-- TEXTO CITADO --

⟨

A filologia e a crítica genética a serviço

da interpretação do texto editado

 

Philippe Willemart

Universidade de São Paulo


Resumo:

Após ter mostrado que a filologia e a crítica genética não são dependentes uma da outra, mas são meios de abordagens diferentes do manuscrito e que sua distinção essencial decorre de sua origem histórica, insisto no objetivo de toda leitura qualquer que seja, a interpretação do texto editado ou não.

 

Résumé:

Après avoir montré que la philologie et la critique génétique ne sont pas dépendantes l'une de l'autre, mais sont des moyens d'approches différents du manuscrit et que leur distinction essentielle tient à leur origine, à savoir, le siècle et les valeurs dont elles sont issues, j'insiste sur le but de toute lecture quelle qu'elle soit, l'interprétation du texte édité ou non.


 

 

No ano passado, lendo várias teses e ouvindo numerosas comunicações que tratavam do manuscrito literário [1], pude me dar conta de que o velho debate entre a filologia e a crítica genética, iniciado no Brasil em 1985 no primeiro congresso dos estudos de gênese na Universidade de São Paulo[2], não terminou e necessita de mais esclarecimentos para definir melhor a nossa posição.

Enquanto o Prof. Tavani, seguidor da italianística, dizia em Salvador que "a crítica genética está a serviço da filologia", um outro filólogo, Marcelo Moreira, propunha uma nova visão da edição crítica no último número de Manuscrítica [3].

Neste artigo, não vou retomar o texto excelente de Sílvio Elia [4] que situa Lachman, Bédier e a crítica genética a partir de Cerquiglini[5], mas pretendo levantar algumas divergências entre as duas disciplinas, amenizar certas dificuldades e propiciar um terreno mútuo de entendimento.

O vocabulário usado em algumas teses ou comunicações, - o estema, a variante, o ânimo autoral -, reflete certamente uma preocupação histórica e um desejo louvável de não perder a tradição, mas ao mesmo tempo um certo receio de criar outros conceitos ou adotar aqueles usados em crítica genética. Assistimos estão a uma espécie de valsa entre a atitude filológica e a posição genética que embaralha as cartas e perturba os leitores e os editores.

Curiosamente, alguns admiradores de Louis Hay, - o fundador e renovador desta abordagem dos textos literários na França -, não diferenciavam ainda as duas disciplinas em 1985 e falavam de "rejuvenescimento mais sedutor (dos estudos literários)" lembrando que "o que se faz de melhor em matéria de crítica genética decorre ainda da rude disciplina da filologia"[6]. Esta afirmação é sintomática porque situa muitos trabalhos, não só no cruzamento das duas disciplinas, mas na dependência uma da outra. A crítica genética estaria subordinada à filologia, o que confirma a opinião do ilustre professor da Universidade de Roma.

Entretanto, talvez a posição e a hesitação de Mitterand fiquem mais claras se continuarmos a leitura do mesmo texto : "Não podemos teorizar ao infinito o vestígio e a variante. Chega o momento em que precisamos editar e explicitar um texto, lido em sua individualidade e sua historicidade /.../ Mas não é menos verdade que se a crítica genética não pôde rasurar radicalmente a lição e as exigências da filologia positiva ou positivista, ela precisou de uma problemática e uma metodologia radicalmente outra. Desse modo, ela integrou noções surpreendentes para os editores de outrora, colhidas de outros campos: a estrutura, o processo, a correlação, a hierarquia, a inclusão, a transformação [7]"

⟩

Continue o texto sobre filologia e crítica genética, começando logo depois da última frase dele. Os dados que vêm depois foram tirados de outra fonte, sem ligação com o texto.

-- DADOS FORNECIDOS --

⟨

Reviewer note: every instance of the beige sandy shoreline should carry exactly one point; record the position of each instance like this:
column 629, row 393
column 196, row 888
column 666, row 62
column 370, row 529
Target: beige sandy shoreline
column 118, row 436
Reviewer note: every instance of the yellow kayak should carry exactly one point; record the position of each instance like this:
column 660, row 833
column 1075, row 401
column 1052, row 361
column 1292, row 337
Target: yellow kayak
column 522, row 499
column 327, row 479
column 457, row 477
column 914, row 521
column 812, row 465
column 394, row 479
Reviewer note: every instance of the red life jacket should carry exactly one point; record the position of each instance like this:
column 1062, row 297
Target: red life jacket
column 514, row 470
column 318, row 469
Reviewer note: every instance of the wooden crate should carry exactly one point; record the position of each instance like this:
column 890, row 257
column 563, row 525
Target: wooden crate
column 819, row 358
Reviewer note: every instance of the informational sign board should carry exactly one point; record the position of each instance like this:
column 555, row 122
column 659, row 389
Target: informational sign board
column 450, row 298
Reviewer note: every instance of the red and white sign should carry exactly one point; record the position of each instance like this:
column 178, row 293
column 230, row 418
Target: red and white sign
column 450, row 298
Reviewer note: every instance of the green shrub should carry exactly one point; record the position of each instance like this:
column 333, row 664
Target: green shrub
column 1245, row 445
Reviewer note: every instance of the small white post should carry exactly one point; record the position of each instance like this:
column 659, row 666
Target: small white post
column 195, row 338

⟩

-- RESULTADO DA TAREFA --
Mitterand não só qualifica a filologia como fonte da genética, mas como modelo para a edição crítica. Se eu concordo inteiramente com a relação histórica de precedência entre as duas abordagens do manuscrito - , discordo em parte da segunda.

Lembramos com Stengers que "todas as vezes que uma nova força da matéria é inventada e que nasce um novo tipo de interação, novas propriedades da humanidade e da materialidade se formam /.../ o ato de nascimento de uma ciência corresponde a uma mudança de hierarquia entre as ciências, à entrada em cena de uma nova natureza, de um novo livro[8]."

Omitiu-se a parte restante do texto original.